Records for the exercise START

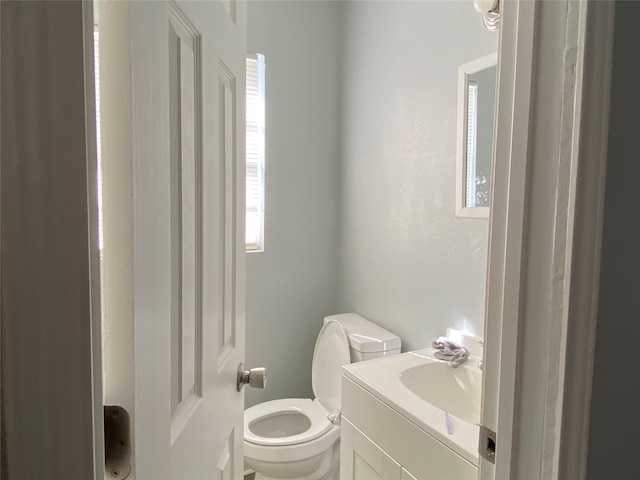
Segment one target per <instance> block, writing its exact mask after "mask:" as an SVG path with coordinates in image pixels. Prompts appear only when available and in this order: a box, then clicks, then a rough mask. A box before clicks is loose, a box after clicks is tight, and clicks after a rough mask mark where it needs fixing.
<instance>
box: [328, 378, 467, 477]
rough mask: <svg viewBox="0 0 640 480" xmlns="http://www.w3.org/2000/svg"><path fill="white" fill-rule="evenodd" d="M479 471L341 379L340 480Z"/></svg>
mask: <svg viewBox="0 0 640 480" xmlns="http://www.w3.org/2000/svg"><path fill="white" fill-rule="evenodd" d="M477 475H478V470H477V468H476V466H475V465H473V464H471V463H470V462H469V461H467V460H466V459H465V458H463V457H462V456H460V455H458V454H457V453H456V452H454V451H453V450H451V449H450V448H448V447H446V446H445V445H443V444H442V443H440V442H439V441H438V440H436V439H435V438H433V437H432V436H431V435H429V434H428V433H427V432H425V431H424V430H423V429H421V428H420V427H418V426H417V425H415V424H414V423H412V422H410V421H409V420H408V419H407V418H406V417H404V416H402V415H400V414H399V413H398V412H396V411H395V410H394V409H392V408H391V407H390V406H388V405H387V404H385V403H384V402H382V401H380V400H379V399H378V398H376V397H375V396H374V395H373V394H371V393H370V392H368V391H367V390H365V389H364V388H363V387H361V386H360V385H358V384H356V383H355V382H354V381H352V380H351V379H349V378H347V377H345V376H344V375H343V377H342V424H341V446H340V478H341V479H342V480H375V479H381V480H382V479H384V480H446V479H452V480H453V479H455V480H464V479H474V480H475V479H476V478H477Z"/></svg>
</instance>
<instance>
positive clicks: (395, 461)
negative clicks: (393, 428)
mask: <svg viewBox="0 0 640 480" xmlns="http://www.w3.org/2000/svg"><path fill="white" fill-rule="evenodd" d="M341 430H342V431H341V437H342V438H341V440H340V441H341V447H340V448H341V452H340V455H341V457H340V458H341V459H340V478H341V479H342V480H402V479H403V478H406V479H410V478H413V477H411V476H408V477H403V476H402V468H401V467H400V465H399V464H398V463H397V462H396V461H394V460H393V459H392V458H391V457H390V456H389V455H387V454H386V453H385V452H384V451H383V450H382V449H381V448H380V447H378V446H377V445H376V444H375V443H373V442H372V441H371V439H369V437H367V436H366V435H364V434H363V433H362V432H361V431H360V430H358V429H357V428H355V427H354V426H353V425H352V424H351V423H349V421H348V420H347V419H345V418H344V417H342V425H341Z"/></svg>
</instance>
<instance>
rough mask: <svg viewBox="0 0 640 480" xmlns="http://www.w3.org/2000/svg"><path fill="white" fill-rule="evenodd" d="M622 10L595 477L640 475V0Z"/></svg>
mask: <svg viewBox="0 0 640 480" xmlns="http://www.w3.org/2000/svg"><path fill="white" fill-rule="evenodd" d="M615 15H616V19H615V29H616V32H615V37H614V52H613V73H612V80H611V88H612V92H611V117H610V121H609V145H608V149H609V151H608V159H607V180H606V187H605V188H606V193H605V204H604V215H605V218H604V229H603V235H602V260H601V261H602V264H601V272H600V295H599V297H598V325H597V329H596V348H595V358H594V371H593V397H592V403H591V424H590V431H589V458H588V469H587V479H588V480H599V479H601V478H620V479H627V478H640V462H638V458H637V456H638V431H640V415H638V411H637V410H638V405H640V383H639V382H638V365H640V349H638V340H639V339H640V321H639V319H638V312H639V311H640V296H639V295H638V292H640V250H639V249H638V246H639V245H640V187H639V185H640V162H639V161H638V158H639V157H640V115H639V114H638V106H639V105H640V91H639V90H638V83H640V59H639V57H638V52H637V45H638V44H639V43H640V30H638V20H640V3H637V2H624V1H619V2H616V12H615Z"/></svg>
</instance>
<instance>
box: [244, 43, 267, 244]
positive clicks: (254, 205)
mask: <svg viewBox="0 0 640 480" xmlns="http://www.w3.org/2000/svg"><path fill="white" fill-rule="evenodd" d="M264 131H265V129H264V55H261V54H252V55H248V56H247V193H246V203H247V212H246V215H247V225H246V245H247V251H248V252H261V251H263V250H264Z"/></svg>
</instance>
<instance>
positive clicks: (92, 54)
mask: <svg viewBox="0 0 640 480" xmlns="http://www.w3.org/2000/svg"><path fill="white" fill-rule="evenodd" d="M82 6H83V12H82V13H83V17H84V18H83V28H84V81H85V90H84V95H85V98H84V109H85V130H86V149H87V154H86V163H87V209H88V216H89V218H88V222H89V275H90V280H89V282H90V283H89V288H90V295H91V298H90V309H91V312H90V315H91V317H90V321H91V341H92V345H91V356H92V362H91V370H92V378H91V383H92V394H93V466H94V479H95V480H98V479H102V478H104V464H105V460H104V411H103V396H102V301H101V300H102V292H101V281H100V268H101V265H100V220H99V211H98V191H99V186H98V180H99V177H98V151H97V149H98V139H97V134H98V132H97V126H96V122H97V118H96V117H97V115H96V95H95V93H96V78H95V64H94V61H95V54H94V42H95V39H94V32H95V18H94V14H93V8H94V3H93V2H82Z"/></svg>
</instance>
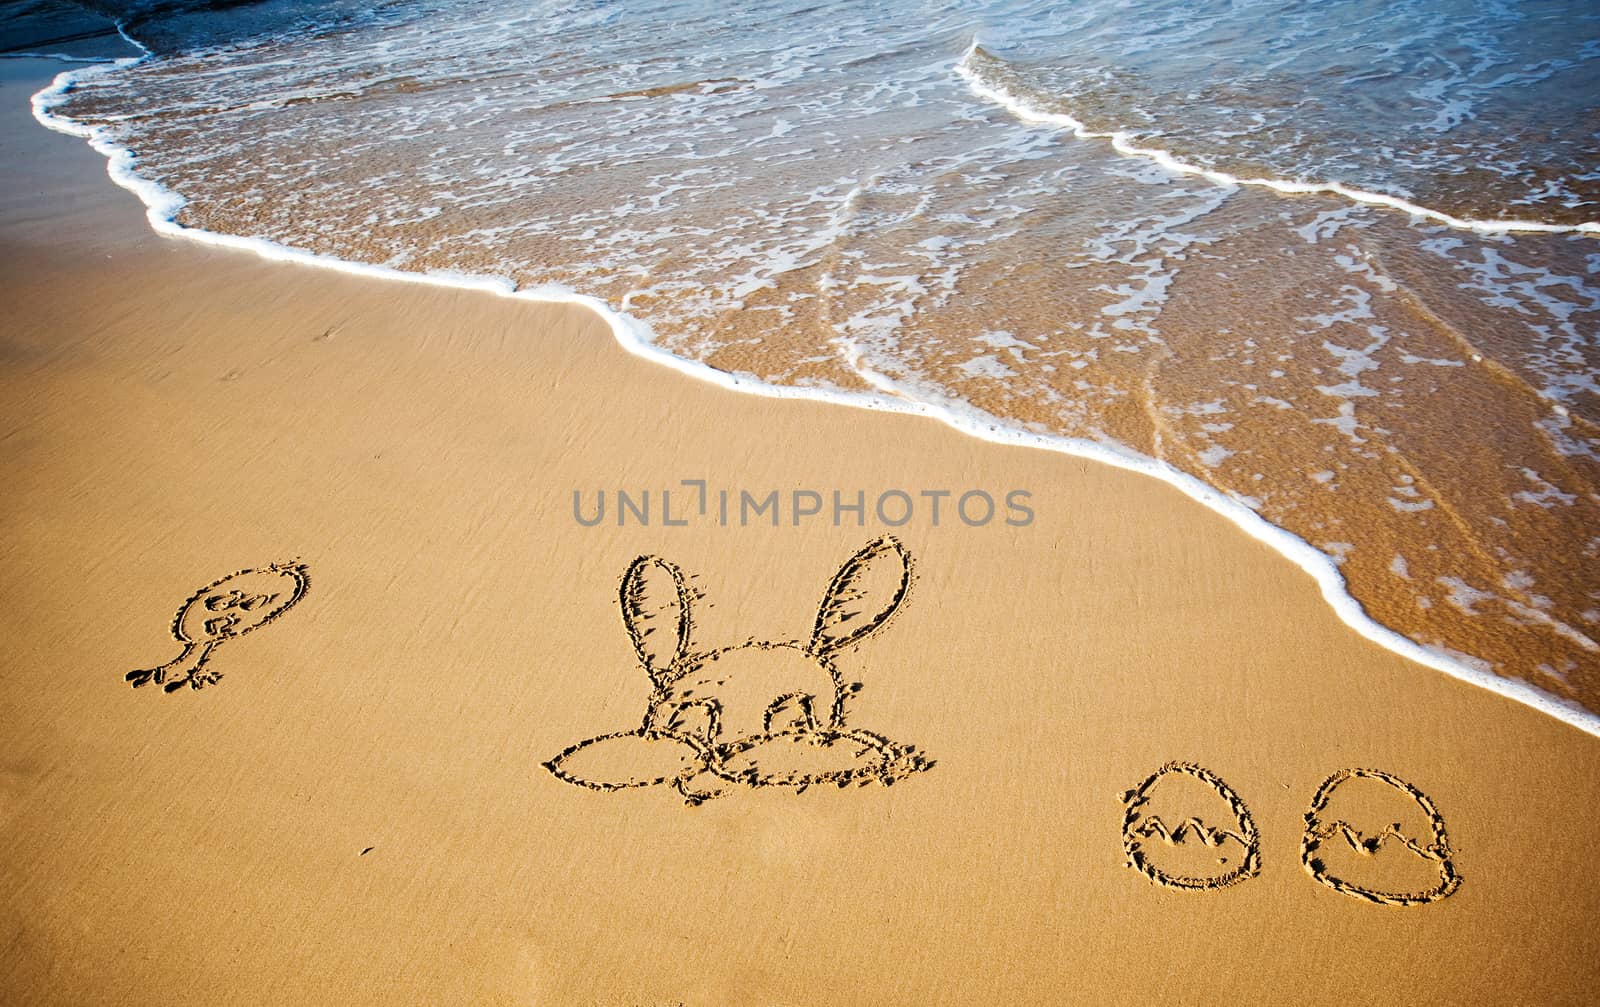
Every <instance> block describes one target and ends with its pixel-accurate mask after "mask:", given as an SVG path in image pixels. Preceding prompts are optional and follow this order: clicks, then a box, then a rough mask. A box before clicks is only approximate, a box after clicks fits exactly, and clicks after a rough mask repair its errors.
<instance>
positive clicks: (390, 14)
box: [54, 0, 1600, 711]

Records for the exercise END

## Task goal
Begin at the first line of the records and please reproduce every line exactly through the one containing "box: [328, 378, 467, 477]", leaving all pictures out.

## Problem solution
Segment one target per <instance> block, writing its exact mask after "mask:" as an SVG path with coordinates in image pixels. Prompts appear only when available and in this order: a box, then clicks, then a rough mask. A box before clicks is loose, a box after clicks is tight, and clicks after a rough mask mark where it needs fixing.
<instance>
box: [328, 378, 467, 477]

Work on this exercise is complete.